Write out every record below exactly, leaving the pictures out.

(Point-per-instance localization data)
────────────────────────────────────────
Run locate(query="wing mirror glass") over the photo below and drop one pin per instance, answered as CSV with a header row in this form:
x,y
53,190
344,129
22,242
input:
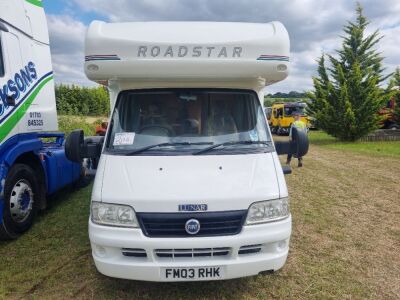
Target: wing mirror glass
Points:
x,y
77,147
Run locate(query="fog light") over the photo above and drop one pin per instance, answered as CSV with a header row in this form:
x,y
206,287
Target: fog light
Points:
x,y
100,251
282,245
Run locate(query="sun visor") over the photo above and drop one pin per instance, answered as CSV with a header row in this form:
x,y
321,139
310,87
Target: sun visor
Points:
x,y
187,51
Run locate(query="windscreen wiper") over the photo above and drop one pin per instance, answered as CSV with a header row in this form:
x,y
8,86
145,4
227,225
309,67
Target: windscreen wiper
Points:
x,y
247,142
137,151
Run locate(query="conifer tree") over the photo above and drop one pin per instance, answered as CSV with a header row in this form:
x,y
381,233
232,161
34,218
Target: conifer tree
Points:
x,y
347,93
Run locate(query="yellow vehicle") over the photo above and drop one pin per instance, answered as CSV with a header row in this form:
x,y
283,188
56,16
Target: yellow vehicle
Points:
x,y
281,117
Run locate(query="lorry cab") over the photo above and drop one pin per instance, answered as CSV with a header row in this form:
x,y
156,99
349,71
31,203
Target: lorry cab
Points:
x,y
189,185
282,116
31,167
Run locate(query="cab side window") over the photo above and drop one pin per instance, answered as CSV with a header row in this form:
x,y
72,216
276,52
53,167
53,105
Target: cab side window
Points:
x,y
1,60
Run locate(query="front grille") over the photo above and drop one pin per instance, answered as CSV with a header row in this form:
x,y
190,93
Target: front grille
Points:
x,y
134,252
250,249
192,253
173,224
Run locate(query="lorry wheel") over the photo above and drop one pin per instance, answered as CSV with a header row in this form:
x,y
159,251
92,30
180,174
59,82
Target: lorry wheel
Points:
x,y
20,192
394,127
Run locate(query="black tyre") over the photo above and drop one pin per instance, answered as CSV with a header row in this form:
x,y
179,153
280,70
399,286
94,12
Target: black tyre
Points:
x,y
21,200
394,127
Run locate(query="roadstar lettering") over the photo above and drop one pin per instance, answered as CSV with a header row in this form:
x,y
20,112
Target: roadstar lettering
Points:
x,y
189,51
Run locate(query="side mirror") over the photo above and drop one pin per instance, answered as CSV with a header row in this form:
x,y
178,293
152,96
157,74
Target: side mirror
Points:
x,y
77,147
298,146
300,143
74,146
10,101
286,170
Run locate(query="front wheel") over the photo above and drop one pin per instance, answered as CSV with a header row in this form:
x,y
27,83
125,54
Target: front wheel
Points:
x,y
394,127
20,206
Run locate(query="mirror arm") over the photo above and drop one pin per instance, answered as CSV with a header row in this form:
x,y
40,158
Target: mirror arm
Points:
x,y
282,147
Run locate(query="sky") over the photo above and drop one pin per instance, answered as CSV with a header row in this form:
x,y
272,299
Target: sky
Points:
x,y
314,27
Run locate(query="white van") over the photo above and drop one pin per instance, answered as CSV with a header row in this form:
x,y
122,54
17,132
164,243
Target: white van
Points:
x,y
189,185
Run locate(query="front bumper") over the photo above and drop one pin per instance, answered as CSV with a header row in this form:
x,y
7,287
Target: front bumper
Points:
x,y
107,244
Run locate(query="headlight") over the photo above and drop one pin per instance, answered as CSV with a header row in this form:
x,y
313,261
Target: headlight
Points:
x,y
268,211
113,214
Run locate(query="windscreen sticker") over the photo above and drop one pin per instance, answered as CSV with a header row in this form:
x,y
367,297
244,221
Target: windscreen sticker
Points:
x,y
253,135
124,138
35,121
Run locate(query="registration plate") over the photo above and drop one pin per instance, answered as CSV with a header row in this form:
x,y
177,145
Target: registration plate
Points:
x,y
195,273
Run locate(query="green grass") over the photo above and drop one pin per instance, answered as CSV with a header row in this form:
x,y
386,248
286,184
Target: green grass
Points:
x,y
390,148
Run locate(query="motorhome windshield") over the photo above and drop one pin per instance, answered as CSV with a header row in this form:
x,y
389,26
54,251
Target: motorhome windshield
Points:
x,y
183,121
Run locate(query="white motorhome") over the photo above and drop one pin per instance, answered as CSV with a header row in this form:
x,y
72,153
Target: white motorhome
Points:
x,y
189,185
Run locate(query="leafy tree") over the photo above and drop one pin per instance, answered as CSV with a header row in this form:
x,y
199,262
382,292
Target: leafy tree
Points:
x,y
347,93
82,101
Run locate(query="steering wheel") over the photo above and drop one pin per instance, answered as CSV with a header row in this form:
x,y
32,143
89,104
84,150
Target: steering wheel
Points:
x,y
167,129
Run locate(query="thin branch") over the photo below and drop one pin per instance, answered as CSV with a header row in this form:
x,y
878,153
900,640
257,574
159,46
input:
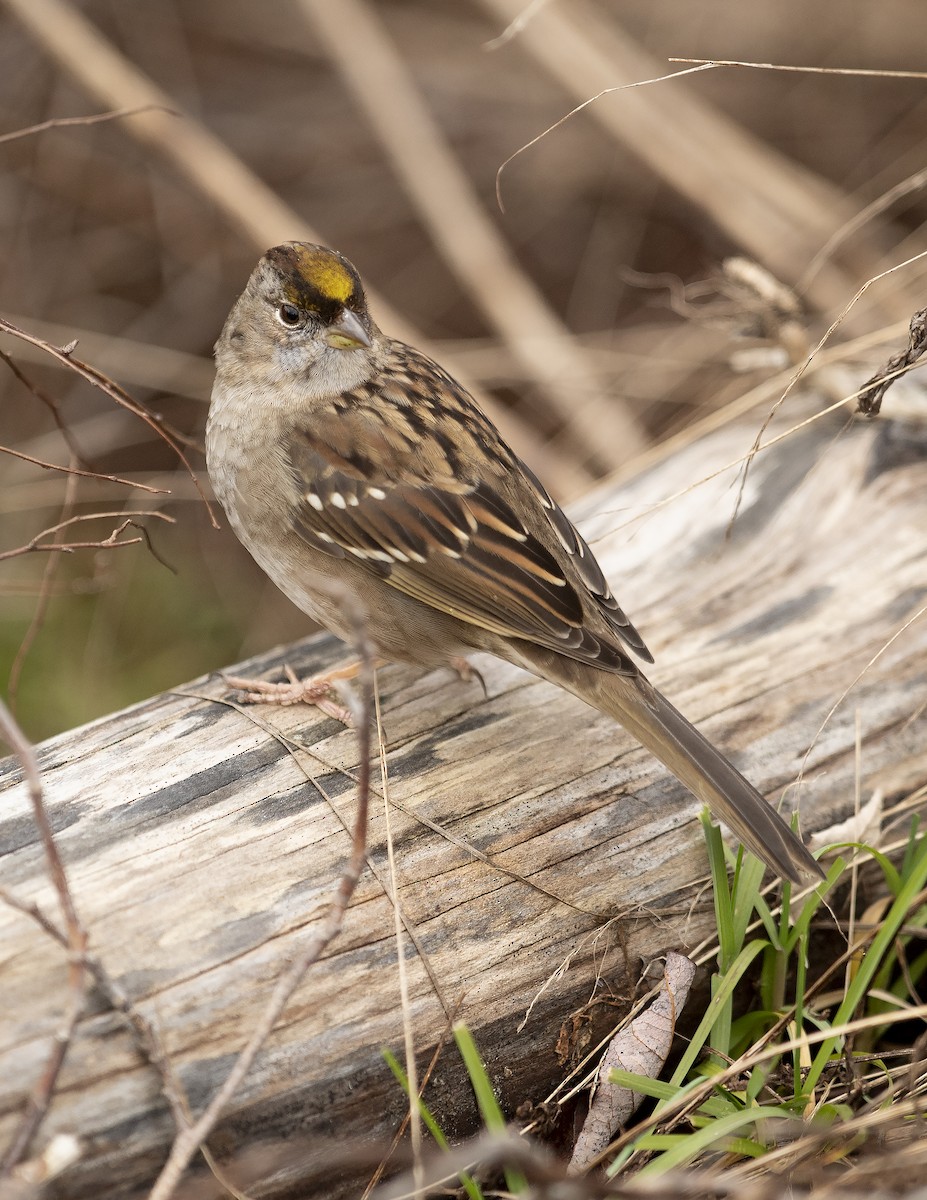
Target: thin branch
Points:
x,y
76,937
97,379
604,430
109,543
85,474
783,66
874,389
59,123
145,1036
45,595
────────────────────────────────────────
| Solution below |
Run locate(query="wing mirror glass") over the photo below and drop one pin per instance, answered as CSV with a header row in this form:
x,y
53,190
344,129
22,242
input:
Target: wing mirror glass
Points:
x,y
77,147
Run locate(query="fog light") over the photo above and drop one pin per instance, answered as CSV with a header row in this form:
x,y
206,287
Target: fog light
Points:
x,y
100,251
282,245
Run locate(query="sun visor") over the photo above and drop one pin per instance, answered as CSV with a header row in this form:
x,y
321,139
310,87
Target: sun visor
Points:
x,y
187,51
Run locate(query="windscreen wiper") over the photo above and drop one pin per instance, answered as CSV with a header row in this form:
x,y
8,86
145,4
227,225
309,67
Target: windscreen wiper
Points:
x,y
247,142
137,151
Run locate(query="conifer tree") over the photo above and drop one pin per instance, answered as CSV with a header row in this form:
x,y
381,233
232,161
34,218
Target: conifer tree
Points:
x,y
347,93
Run locate(query="yellow vehicle") over the photo above and drop one pin per instance, answered as CSV with a header row in this form:
x,y
283,188
56,16
Target: yellow vehicle
Points:
x,y
281,117
Run locate(query="lorry cab") over the photo above and drop one pin per instance, answered as CSV with a header row in this form:
x,y
156,99
349,71
31,203
Target: lorry cab
Points:
x,y
189,185
282,116
31,167
Run locate(query="cab side window") over the photo above and drop one pin per instance, answered as CSV with a header row in this form:
x,y
72,216
276,52
53,167
53,105
Target: cab side window
Points:
x,y
1,60
Run locate(query="front grille") over the photo above and drop one pin per instance, answered as CSV with a header row in this form:
x,y
190,93
Target: front grille
Points:
x,y
134,252
250,249
192,253
173,224
Run locate(query="lorry wheel") over the photo above and drop one pin per instance, answered as CSV with a header row in this form:
x,y
159,251
92,30
180,174
59,82
Target: lorry wheel
Points:
x,y
20,192
394,127
Run locate(query="black tyre") over the photo above and drop one pin per instance, answered as CSV with a header row in this form:
x,y
179,153
280,70
399,286
94,12
Target: black tyre
Points:
x,y
21,200
394,127
Run locate(query="roadstar lettering") over the photo above and drop one pin per instance, answered as CSV with a header row in this form:
x,y
20,112
Target: roadstar lettering
Points:
x,y
189,51
Run locate(query="side mirror") over the photo above and drop one pin per instance, answered as CSV with a header row in this form:
x,y
178,293
152,96
157,74
Target: side mirror
Points:
x,y
77,147
298,146
300,143
74,146
10,101
286,170
Run locate(query="front wheel") over the photo above and drop one pin per instance, answered as CSV with a header row in this form:
x,y
27,83
125,54
Target: front wheel
Points:
x,y
394,127
20,206
Run locate(query="mirror arm") over the photo above and drop one pin per instance, answered as CSV with a header row in this form:
x,y
40,158
Target: mirror arm
Points:
x,y
282,147
Run locate(query="sky") over the photo above and drop one pin per instance, answered as CSV with a header row in this form:
x,y
272,299
Target: sky
Points:
x,y
314,27
Run locate(query="white van") over the photo above and drop one pin per instance, answered as CSV with a header row in this form:
x,y
122,54
17,132
164,243
Target: white van
Points:
x,y
189,185
Run locate(query="front bumper") over the photo above and drop one pin per instance, answered as CSV with a header row in this form:
x,y
7,287
Target: front bumper
Points:
x,y
107,244
Run locate(query="headlight") over the photo above and drop one pin per instance, answered as CSV with a header row in this form:
x,y
313,261
Target: headlight
Points:
x,y
268,211
113,214
Run locate(query="windscreen sticker") over the photo above and drop one pin per instance, answered as CSV with a header row in this form:
x,y
367,297
244,221
Target: windscreen sticker
Points:
x,y
253,135
124,138
35,121
Run locate(query="registration plate") over the photo above and drop one pin per instance, answered as CSV with a header row in this form:
x,y
177,145
Target: registration plate
Points:
x,y
195,273
Run locate(query="green grass") over the photo above and drop one pin per instance, answered as CSV with a header row in this form:
x,y
386,248
286,184
Target: green grass
Points:
x,y
390,148
Run locate(query="motorhome windshield") over the photo above and drop one pin per instance, answered as CSV with a header row in this form:
x,y
389,26
54,251
Target: motorhome windshield
Points:
x,y
183,121
Run locate(query="white motorhome") over the photo above and drop one pin per instance, answered as CSV with a header row in this form:
x,y
72,153
Target: white motorhome
Points:
x,y
189,185
Run locate(query="leafy tree") over the photo above and drop one pin per instance, answered as CSV with a header row in this form:
x,y
199,262
382,292
Target: leafy tree
Points:
x,y
347,93
82,101
Run locate(query="steering wheel") over the photo above and drop one pin per instance, answered as CSV with a header row in this form:
x,y
32,143
89,104
84,150
Target: steering wheel
Points:
x,y
167,129
Run locate(query="thin branch") over the photo below and drop one pin per instance, answered as CSV with a header row in this form:
x,y
878,153
900,640
257,574
159,46
input:
Target: thin branch
Points:
x,y
76,937
97,379
604,430
109,543
85,474
783,66
874,389
59,123
145,1036
45,595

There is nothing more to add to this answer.